Exercise inputs Start Marker
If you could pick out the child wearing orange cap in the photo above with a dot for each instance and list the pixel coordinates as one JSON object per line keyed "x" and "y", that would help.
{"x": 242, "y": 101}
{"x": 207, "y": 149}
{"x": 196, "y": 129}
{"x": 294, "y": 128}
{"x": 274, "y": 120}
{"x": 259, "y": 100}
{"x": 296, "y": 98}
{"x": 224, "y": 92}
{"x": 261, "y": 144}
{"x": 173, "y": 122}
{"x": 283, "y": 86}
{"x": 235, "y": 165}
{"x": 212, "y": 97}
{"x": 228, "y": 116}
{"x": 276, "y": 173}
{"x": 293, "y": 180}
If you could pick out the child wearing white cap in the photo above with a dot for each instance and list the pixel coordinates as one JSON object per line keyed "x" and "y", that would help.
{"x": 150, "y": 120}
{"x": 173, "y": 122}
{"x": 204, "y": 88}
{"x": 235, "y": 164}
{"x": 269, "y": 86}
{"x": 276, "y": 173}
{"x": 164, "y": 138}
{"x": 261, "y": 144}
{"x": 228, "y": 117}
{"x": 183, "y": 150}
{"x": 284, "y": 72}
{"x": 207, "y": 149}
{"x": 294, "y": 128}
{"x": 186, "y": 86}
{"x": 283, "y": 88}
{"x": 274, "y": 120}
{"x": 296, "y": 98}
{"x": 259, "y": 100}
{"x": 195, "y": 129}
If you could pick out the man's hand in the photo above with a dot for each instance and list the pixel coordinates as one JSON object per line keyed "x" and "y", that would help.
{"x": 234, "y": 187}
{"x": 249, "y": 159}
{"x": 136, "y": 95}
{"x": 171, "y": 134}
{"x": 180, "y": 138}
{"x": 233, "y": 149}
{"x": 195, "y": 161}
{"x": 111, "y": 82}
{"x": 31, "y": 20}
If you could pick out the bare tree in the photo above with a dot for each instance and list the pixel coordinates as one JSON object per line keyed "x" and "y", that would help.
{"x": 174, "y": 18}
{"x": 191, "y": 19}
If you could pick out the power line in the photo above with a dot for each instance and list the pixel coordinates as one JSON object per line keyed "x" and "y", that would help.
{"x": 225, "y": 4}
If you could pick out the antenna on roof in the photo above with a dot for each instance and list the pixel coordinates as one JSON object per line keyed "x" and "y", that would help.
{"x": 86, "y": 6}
Exercise inputs End Marker
■ **Work to be completed**: Repeat the data precisely, line by line.

■ **Solution below**:
If you could pick out the child wearing orange cap in the photo above with a dot for each instance and list the pixel coordinates as one JSON object per line keyed "x" and "y", that would help.
{"x": 242, "y": 101}
{"x": 207, "y": 149}
{"x": 196, "y": 129}
{"x": 294, "y": 128}
{"x": 274, "y": 120}
{"x": 259, "y": 100}
{"x": 296, "y": 98}
{"x": 224, "y": 92}
{"x": 261, "y": 144}
{"x": 173, "y": 122}
{"x": 283, "y": 86}
{"x": 235, "y": 165}
{"x": 212, "y": 97}
{"x": 228, "y": 116}
{"x": 276, "y": 173}
{"x": 293, "y": 180}
If you could pick out the child wearing white cap in the photo above with a dot for each instance and list the pixel coordinates as one JSON object per line keyed "x" and "y", that would help.
{"x": 150, "y": 120}
{"x": 173, "y": 122}
{"x": 204, "y": 88}
{"x": 235, "y": 164}
{"x": 269, "y": 86}
{"x": 276, "y": 173}
{"x": 164, "y": 138}
{"x": 261, "y": 144}
{"x": 228, "y": 117}
{"x": 183, "y": 150}
{"x": 284, "y": 72}
{"x": 207, "y": 149}
{"x": 294, "y": 128}
{"x": 186, "y": 86}
{"x": 283, "y": 88}
{"x": 274, "y": 120}
{"x": 296, "y": 98}
{"x": 259, "y": 100}
{"x": 195, "y": 129}
If you could pick out the man's hand in the photo above with a dot for each instance and list the pixel coordinates as one JSON object per line keyed "x" and "y", that would help.
{"x": 234, "y": 187}
{"x": 249, "y": 159}
{"x": 136, "y": 95}
{"x": 171, "y": 134}
{"x": 180, "y": 138}
{"x": 233, "y": 149}
{"x": 195, "y": 161}
{"x": 111, "y": 82}
{"x": 31, "y": 20}
If you could pick out the bare tree in the photo above with a dot for each instance and list the pixel coordinates as one JSON object per line keyed "x" and "y", that would help.
{"x": 174, "y": 18}
{"x": 191, "y": 19}
If you could pick out the power line in the photo above with a dot for each instance and list the pixel coordinates as one JSON object per line keyed "x" and "y", that would help.
{"x": 225, "y": 4}
If you could pick out the antenna on roof in the photo above with a dot for each instance and list the pixel coordinates as one JSON object per line keyed "x" and "y", that would help.
{"x": 86, "y": 6}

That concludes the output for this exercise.